#### Given exercise
Can you rewrite the items from the line with "Would you say the scene above contains any walking" to the line with "[259,4,318,278]", requests included, scaling every bounding-box coordinate in the answers by 1.45 and rounding each to the nearest whole number, with halves rounded up?

#### Data lines
----

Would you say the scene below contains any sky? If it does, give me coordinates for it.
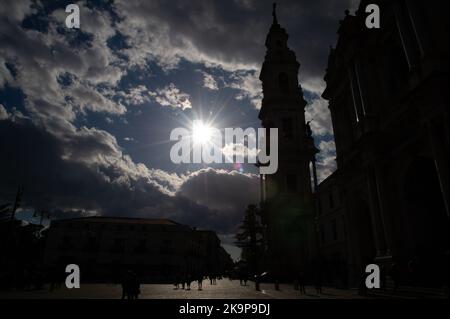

----

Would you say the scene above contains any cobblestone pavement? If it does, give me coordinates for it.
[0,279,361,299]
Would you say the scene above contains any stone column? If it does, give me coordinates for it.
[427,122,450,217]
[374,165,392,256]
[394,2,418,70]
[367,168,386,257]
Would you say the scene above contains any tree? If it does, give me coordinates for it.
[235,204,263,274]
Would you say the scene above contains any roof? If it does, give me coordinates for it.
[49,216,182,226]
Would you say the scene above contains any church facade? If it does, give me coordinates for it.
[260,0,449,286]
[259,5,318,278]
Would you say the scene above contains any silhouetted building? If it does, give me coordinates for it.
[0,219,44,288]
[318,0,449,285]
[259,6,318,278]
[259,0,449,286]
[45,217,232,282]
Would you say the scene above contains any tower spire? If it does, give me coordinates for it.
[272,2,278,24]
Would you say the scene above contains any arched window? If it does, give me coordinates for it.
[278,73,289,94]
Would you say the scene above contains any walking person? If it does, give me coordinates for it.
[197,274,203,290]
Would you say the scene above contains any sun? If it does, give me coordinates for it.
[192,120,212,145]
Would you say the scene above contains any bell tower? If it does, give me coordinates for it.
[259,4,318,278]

----

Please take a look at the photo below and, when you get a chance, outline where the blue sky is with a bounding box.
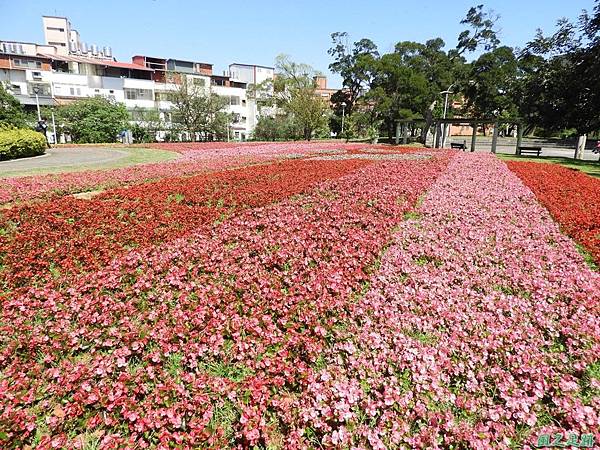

----

#### Output below
Would you say the scene above contains any walking person? If it does, give me coordinates for it.
[286,397,294,421]
Would you say the scene above contains any sun? If it does, give me coordinates for it.
[278,174,307,210]
Would you say the scene above contains any bell tower? If it does, give me coordinates for it.
[376,6,461,403]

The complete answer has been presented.